* WHAT YOU ARE ASKED TO DO
Convert the material into a Markdown table with two columns, Row and Line, one nonblank line per row, numbered in order. Leave out the pictures.

* TASK INPUT
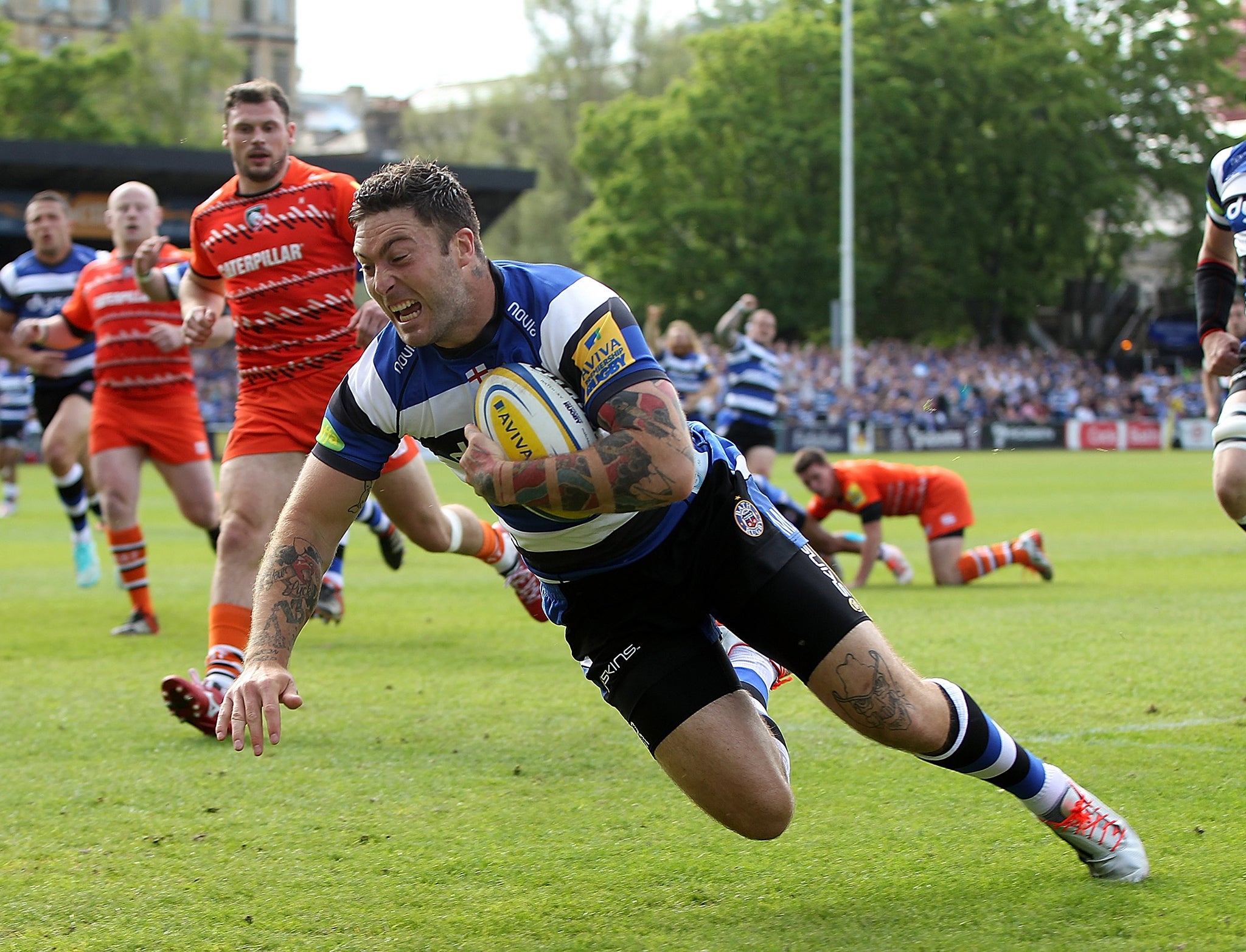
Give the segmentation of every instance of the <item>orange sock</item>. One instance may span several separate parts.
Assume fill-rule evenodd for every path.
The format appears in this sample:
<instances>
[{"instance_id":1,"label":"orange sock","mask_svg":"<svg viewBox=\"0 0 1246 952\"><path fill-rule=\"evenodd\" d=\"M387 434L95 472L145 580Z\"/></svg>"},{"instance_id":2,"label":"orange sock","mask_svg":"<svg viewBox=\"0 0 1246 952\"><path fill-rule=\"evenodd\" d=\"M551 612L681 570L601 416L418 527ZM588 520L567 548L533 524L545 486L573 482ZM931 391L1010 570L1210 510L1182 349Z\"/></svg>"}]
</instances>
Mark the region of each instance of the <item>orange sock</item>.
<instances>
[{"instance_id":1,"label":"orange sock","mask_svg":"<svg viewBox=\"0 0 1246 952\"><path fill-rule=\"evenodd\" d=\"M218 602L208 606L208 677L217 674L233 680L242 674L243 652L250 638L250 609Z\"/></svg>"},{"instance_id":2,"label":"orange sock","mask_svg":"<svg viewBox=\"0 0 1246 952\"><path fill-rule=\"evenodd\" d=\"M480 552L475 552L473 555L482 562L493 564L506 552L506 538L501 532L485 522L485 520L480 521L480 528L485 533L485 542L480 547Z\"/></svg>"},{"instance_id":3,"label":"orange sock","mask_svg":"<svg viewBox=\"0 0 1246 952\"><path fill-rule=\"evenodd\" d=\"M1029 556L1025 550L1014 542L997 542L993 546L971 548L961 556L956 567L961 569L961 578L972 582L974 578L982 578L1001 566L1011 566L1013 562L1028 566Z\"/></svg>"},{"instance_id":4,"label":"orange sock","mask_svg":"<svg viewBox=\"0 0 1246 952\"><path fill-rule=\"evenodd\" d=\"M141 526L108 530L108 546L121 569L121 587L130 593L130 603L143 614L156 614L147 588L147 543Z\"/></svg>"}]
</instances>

* THE SOLUTION
| Row | Line |
|---|---|
| 1 | Give the segmentation of every instance of the <item>orange sock</item>. One instance may span several separate parts. |
| 2 | Assume fill-rule evenodd for every path. |
| 3 | The format appears in this sample: |
| 4 | <instances> |
| 5 | [{"instance_id":1,"label":"orange sock","mask_svg":"<svg viewBox=\"0 0 1246 952\"><path fill-rule=\"evenodd\" d=\"M387 434L95 472L145 580Z\"/></svg>"},{"instance_id":2,"label":"orange sock","mask_svg":"<svg viewBox=\"0 0 1246 952\"><path fill-rule=\"evenodd\" d=\"M551 612L681 570L601 416L418 527ZM588 520L567 548L533 524L545 486L573 482ZM931 391L1010 570L1210 510L1182 349Z\"/></svg>"}] |
| 6 | </instances> |
| 7 | Mark the region of each instance of the <item>orange sock</item>. |
| 8 | <instances> |
| 9 | [{"instance_id":1,"label":"orange sock","mask_svg":"<svg viewBox=\"0 0 1246 952\"><path fill-rule=\"evenodd\" d=\"M218 602L208 606L208 677L217 674L233 680L242 674L243 652L250 638L250 609Z\"/></svg>"},{"instance_id":2,"label":"orange sock","mask_svg":"<svg viewBox=\"0 0 1246 952\"><path fill-rule=\"evenodd\" d=\"M480 552L475 552L473 555L482 562L493 564L506 552L506 538L501 532L485 522L485 520L480 521L480 528L485 533L485 542L480 547Z\"/></svg>"},{"instance_id":3,"label":"orange sock","mask_svg":"<svg viewBox=\"0 0 1246 952\"><path fill-rule=\"evenodd\" d=\"M1029 556L1025 550L1014 542L997 542L993 546L971 548L961 556L956 567L961 569L961 578L972 582L974 578L982 578L1001 566L1011 566L1013 562L1028 566Z\"/></svg>"},{"instance_id":4,"label":"orange sock","mask_svg":"<svg viewBox=\"0 0 1246 952\"><path fill-rule=\"evenodd\" d=\"M141 526L108 530L108 546L121 569L121 587L130 593L130 603L143 614L156 614L147 588L147 543Z\"/></svg>"}] |
| 10 | </instances> |